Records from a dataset
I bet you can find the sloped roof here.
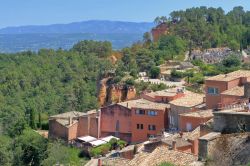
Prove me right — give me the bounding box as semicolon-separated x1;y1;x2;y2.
206;70;250;81
221;86;244;96
50;111;86;119
180;109;214;118
169;91;205;107
145;87;185;98
117;99;170;110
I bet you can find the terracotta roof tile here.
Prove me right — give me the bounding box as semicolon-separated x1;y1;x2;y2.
206;70;250;81
221;86;244;96
169;91;205;107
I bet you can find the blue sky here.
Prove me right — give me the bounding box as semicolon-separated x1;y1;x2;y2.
0;0;250;28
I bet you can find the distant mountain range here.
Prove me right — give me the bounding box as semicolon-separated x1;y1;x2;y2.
0;20;154;34
0;20;154;53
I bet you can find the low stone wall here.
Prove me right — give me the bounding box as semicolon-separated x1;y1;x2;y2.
214;112;250;134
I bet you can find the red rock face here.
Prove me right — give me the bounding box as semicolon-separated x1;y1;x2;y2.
151;23;169;42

**Task description**
In the entries, swap "bet" for "wager" in everything from the line containing "I bet you can find the blue sky here." down to the line containing "0;20;154;53", and give those lines again with nothing else changed.

**Exercise answer**
I wager you can find the blue sky here.
Prove me right — give me the bounding box as semicolon-separated x1;y1;x2;y2.
0;0;250;28
I wager you can find the distant mountain range here.
Prove me right — give me the bounding box as semicolon-separated x1;y1;x2;y2.
0;20;154;34
0;20;154;53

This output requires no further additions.